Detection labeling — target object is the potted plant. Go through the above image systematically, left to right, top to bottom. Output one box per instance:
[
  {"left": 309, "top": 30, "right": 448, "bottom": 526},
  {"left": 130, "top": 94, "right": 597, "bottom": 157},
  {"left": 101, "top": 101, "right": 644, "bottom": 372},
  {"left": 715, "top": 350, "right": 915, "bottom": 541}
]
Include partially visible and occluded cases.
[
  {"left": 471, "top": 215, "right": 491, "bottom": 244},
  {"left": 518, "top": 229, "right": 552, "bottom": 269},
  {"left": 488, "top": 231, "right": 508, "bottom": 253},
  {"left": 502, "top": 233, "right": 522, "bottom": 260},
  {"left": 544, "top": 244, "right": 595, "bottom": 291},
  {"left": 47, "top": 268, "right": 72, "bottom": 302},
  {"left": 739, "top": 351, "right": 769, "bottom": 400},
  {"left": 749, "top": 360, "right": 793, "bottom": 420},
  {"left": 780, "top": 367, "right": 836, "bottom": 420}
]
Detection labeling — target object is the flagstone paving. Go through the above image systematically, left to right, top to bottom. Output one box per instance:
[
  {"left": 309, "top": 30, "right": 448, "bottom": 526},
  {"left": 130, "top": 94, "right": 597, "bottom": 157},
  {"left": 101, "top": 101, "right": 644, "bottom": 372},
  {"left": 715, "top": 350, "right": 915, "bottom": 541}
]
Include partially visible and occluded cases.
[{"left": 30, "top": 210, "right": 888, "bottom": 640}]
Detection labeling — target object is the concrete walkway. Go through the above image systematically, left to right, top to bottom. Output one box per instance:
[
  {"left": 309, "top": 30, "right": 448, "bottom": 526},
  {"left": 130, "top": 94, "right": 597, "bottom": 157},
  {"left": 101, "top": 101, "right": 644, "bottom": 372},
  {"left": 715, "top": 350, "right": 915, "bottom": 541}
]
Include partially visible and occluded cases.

---

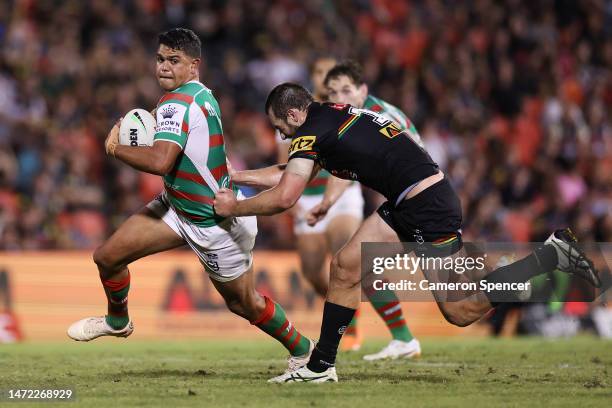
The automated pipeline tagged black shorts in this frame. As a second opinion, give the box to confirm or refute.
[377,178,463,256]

TUJUAN TUGAS >> Laporkan setiap baris catatan di atas yang memuat kata "image" dengan menyalin baris itu secara utuh.

HASIL TUGAS >>
Detection labeling — target object is the potted plant. Go through the above image systematically, left to right, top to bottom. Output one box per instance:
Detection labeling — target object is the flagstone paving. Go through the above image systematically, left to right, top to bottom. Output one box per instance:
Detection labeling — target object is the concrete walkway. Go through the above image systematically, left to right, top to bottom. Output one box per instance:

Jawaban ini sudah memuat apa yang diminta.